→ **WHAT IS EXPECTED**
Retype the records exactly, with nothing added or dropped.

→ **DATA**
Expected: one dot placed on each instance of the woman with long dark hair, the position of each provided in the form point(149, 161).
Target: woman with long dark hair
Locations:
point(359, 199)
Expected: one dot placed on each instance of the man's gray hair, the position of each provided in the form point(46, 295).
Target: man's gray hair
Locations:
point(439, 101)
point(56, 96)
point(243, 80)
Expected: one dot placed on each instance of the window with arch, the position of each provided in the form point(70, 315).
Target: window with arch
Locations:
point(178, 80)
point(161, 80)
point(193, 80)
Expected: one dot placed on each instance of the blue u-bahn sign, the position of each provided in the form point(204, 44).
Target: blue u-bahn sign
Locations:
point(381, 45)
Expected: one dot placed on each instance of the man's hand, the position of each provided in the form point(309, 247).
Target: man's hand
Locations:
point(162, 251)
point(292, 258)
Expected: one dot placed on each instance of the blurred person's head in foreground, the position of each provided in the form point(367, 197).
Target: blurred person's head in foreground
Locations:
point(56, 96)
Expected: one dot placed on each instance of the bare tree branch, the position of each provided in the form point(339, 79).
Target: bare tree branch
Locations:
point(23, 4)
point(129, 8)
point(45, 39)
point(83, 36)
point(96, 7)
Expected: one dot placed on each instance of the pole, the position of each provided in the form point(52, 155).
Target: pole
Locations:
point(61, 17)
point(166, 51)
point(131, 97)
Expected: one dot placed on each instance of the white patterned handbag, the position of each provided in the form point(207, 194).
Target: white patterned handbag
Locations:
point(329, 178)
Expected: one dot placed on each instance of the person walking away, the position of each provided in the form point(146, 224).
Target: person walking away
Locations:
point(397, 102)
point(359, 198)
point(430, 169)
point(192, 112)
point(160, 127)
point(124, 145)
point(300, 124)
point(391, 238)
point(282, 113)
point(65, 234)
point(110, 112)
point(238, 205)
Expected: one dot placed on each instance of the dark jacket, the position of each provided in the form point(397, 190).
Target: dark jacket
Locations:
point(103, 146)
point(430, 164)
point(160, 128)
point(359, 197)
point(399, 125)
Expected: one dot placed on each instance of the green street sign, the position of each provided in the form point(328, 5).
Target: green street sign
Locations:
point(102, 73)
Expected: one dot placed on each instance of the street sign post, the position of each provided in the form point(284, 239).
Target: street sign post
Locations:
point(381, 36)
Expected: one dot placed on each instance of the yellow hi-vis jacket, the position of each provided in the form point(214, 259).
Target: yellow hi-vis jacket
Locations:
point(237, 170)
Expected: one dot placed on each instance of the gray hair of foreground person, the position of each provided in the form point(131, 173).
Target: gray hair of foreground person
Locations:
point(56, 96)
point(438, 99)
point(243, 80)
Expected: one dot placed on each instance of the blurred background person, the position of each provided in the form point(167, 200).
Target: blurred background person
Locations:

→ **SOLUTION BELOW**
Expected: one dot placed on each instance of the woman with long dark hair, the position of each provided in the form point(149, 161).
Target: woman with long dark hair
Locations:
point(359, 199)
Expected: one dot placed on each instance of the man's gray hair, the position of each provided in the form point(46, 295).
Target: man's gray hair
Locations:
point(439, 101)
point(56, 96)
point(243, 80)
Expected: one dot placed on each instance of the window with arch, the position of each provided in the form point(70, 315).
Target: window with arch
Locations:
point(178, 80)
point(161, 80)
point(193, 80)
Expected: one dot placed on each instance of the blue u-bahn sign, the position of each provided in the form point(204, 44).
Target: blue u-bahn sign
Locations:
point(381, 45)
Expected: one dot placed on each instance of the man's hand, the position of each provided in the form point(309, 247).
Target: man's hand
Locations:
point(162, 251)
point(292, 258)
Expected: one dot placed on each instance of the blurred person's head in foreground, the position of each provided in the form point(367, 197).
Target: blurred person's head in foreground
Locations:
point(56, 96)
Expected: one dot placed on each instance of the bare tree branch, the position of each provided in the form point(339, 79).
Target: bare tree branch
Locations:
point(23, 4)
point(129, 8)
point(45, 39)
point(83, 36)
point(96, 7)
Expected: one dot placed on each instance of the pole, the position of each provided in the form point(52, 155).
Target: pole
Locations:
point(61, 17)
point(166, 51)
point(131, 97)
Expected: one dot placed on each instance of the white patterned handbag, the position of each provided in the form point(207, 194).
Target: white patterned handbag
Locations:
point(329, 178)
Expected: one dot placed on each instance of the person walking away, the position of each provided in the form point(146, 224).
Target: person walking away
Locations:
point(397, 102)
point(359, 198)
point(430, 169)
point(192, 112)
point(160, 127)
point(124, 145)
point(300, 124)
point(391, 238)
point(282, 113)
point(65, 234)
point(110, 112)
point(238, 205)
Expected: one dot placed on each instance of the dark jacket, the position of each provided in the form point(397, 190).
Target: dark jacket
Locations:
point(103, 146)
point(430, 164)
point(160, 128)
point(359, 197)
point(399, 125)
Expected: one dot placed on each instance of the green street sign, the position of each provided in the form point(328, 5).
Target: green street sign
Locations:
point(102, 73)
Expected: one dot placed on each instance of the street sign post, the position of each provided in the form point(284, 239).
Target: street sign post
Locations:
point(381, 36)
Expected: one dot placed on each instance of the yellow hi-vis jacket, the position of each provided in the form point(214, 259).
Target: yellow hi-vis jacket
Locations:
point(237, 170)
Expected: one dot placed on each instance of the gray hair of foreground person, the position of each provided in the form point(131, 173).
Target: gray hair of foreground person
Locations:
point(56, 96)
point(438, 99)
point(243, 80)
Expected: one dot placed on each instance of the blurred background person, the position of each provided in the form point(167, 200).
Target: blurred background person
Locations:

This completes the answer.